--- start of Records supplied ---
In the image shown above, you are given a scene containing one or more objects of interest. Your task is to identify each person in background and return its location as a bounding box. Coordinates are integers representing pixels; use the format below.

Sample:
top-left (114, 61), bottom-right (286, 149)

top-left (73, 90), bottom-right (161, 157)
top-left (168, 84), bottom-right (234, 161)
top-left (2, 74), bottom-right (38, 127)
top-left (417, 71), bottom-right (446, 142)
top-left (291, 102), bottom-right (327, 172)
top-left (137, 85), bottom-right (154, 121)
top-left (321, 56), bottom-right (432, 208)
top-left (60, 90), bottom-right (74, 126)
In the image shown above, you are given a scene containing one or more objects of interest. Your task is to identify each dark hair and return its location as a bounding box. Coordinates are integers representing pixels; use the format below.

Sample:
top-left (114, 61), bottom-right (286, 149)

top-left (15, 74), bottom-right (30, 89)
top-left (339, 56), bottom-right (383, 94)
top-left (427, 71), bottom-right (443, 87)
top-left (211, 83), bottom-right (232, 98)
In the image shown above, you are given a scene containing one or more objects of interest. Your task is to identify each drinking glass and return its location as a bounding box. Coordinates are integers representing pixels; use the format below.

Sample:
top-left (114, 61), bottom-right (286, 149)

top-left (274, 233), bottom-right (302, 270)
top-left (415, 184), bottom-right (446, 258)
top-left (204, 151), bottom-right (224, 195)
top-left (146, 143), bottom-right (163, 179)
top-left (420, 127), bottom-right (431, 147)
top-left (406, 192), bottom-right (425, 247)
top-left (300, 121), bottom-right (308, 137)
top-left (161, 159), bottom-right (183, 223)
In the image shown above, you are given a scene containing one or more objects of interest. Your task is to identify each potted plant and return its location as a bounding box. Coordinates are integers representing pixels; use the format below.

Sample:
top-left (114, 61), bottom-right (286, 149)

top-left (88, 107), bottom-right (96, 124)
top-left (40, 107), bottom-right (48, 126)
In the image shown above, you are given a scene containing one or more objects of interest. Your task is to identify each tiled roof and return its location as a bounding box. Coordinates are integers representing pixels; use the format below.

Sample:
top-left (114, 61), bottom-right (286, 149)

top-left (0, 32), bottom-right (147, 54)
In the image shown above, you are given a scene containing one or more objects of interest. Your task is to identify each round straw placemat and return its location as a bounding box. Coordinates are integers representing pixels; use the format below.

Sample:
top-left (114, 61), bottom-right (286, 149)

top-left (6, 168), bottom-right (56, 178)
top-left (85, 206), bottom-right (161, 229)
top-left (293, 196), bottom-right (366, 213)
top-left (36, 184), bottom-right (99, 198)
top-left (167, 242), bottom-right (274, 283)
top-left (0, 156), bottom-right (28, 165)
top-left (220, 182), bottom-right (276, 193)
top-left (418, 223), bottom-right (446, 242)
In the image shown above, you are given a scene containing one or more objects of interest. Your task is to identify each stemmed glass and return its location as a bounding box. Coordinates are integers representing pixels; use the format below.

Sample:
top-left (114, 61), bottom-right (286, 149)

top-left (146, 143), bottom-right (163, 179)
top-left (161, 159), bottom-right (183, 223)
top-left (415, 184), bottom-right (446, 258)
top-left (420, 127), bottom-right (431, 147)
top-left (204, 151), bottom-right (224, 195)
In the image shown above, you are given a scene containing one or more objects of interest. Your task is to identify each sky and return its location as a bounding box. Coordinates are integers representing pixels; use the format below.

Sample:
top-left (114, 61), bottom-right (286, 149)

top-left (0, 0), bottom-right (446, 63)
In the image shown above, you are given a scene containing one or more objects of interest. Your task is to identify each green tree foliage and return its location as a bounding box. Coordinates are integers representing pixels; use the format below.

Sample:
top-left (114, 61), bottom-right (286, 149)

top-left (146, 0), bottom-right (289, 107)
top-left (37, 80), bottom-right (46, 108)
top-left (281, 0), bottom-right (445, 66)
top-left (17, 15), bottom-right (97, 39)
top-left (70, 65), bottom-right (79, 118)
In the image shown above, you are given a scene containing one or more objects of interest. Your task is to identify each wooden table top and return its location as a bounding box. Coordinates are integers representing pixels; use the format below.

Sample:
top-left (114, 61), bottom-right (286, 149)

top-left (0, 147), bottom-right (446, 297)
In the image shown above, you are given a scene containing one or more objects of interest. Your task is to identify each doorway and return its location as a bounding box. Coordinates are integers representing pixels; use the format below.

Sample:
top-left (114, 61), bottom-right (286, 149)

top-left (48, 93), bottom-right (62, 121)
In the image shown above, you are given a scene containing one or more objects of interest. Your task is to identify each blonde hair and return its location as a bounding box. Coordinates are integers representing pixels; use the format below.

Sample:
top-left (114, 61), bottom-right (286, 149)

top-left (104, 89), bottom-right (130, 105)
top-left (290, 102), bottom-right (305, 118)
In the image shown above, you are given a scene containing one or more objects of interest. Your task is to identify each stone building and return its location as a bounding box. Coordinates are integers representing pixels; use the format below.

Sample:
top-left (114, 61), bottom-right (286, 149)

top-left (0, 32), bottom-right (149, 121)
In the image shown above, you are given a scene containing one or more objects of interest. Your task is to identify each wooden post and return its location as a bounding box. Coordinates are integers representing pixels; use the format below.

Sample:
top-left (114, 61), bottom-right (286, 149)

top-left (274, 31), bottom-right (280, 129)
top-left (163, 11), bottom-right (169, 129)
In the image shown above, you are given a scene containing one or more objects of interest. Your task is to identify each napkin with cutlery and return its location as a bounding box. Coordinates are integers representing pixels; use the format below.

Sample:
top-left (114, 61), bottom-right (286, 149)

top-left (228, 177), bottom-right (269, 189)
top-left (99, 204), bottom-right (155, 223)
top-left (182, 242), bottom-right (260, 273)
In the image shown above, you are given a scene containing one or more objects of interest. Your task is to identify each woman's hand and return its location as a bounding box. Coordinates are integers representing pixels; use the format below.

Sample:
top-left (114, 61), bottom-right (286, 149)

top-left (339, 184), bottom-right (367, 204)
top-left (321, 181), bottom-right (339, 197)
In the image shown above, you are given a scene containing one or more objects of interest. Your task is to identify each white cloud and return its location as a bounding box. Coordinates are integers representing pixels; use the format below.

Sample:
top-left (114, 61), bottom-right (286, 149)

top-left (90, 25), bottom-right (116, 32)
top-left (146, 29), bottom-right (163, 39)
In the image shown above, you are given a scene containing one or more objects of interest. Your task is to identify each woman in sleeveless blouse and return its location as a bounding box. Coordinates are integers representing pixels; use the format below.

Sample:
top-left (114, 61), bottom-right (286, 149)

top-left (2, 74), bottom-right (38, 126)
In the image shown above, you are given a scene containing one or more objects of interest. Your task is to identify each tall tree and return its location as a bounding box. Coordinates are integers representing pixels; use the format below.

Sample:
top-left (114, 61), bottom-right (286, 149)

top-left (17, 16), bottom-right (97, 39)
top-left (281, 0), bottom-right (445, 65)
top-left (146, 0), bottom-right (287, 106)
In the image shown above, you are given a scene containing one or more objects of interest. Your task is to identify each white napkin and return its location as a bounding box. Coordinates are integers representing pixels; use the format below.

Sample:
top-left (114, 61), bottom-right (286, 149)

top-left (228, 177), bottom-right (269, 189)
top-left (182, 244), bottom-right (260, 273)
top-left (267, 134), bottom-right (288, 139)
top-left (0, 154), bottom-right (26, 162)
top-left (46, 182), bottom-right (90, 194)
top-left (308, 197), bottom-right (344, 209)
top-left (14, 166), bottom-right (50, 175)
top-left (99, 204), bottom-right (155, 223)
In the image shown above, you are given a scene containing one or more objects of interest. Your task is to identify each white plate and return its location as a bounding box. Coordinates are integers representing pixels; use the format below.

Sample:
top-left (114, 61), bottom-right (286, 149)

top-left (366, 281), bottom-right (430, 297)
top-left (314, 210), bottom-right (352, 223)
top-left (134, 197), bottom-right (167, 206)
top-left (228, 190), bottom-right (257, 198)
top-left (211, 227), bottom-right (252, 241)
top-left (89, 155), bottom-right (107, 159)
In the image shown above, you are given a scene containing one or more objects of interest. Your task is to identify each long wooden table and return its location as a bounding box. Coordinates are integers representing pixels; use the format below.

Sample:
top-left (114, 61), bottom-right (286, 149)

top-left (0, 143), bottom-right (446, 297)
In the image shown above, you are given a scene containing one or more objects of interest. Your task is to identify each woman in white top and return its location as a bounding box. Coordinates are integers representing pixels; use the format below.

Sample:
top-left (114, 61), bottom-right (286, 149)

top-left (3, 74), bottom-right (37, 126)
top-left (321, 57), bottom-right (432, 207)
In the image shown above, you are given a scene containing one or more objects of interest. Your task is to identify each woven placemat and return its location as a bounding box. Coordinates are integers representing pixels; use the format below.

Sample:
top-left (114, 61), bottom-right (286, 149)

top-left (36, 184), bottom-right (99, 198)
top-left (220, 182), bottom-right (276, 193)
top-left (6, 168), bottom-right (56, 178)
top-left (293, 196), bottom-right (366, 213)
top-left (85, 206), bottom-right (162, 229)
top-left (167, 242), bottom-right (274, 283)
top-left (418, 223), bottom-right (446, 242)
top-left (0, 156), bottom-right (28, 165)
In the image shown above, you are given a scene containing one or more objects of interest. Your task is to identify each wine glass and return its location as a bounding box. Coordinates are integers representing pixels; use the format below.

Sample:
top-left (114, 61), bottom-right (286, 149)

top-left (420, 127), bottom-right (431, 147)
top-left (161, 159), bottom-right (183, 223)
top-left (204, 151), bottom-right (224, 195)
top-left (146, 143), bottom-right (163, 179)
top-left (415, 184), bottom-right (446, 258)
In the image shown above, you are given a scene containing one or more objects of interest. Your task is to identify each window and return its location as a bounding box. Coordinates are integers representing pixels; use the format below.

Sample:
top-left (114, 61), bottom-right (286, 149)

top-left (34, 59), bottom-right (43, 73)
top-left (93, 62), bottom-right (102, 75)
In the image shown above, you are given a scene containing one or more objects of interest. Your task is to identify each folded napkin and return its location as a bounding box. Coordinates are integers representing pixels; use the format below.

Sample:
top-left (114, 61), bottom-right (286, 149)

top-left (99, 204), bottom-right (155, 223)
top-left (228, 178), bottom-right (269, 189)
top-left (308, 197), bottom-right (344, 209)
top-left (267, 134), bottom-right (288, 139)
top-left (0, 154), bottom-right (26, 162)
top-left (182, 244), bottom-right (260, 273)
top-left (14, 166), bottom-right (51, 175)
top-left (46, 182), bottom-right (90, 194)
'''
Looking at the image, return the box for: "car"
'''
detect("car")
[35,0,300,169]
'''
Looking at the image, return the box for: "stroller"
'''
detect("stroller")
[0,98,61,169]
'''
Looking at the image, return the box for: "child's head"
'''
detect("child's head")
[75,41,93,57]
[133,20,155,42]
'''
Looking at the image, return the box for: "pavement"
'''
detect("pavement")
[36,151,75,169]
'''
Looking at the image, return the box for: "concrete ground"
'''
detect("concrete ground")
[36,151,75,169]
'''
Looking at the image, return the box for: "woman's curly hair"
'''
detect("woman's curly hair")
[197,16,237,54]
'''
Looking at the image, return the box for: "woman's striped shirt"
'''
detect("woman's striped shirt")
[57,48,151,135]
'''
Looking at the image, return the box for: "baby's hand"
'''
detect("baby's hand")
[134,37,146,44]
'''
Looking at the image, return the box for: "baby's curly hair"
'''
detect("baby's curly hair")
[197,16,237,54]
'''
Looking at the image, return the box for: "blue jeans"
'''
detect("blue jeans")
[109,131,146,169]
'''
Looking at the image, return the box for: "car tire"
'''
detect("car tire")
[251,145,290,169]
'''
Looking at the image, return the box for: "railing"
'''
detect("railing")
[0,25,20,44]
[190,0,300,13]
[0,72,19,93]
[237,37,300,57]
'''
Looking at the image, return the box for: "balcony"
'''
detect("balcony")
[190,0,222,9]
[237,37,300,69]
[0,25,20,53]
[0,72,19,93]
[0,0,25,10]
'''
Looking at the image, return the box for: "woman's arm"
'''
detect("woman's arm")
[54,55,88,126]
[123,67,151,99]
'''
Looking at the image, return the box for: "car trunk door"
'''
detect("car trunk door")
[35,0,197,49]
--- end of Records supplied ---
Prompt: Starting at the top of the rows and stopping after the line that contains "top-left (60, 90), bottom-right (74, 126)", set out each line as a numbered list and leave out the blank ones.

The solution:
1. In the image shown above, you are given a scene containing one or more objects of interest. Your task is to identify each person in background and return its location as a bounding box. Coordinates are integers representing pixels; use the format below.
2. Sample:
3. top-left (114, 61), bottom-right (286, 149)
4. top-left (73, 90), bottom-right (161, 157)
5. top-left (168, 84), bottom-right (234, 161)
6. top-left (2, 74), bottom-right (38, 127)
7. top-left (417, 71), bottom-right (446, 142)
8. top-left (291, 102), bottom-right (327, 172)
9. top-left (137, 85), bottom-right (154, 121)
10. top-left (321, 56), bottom-right (432, 208)
11. top-left (60, 90), bottom-right (74, 126)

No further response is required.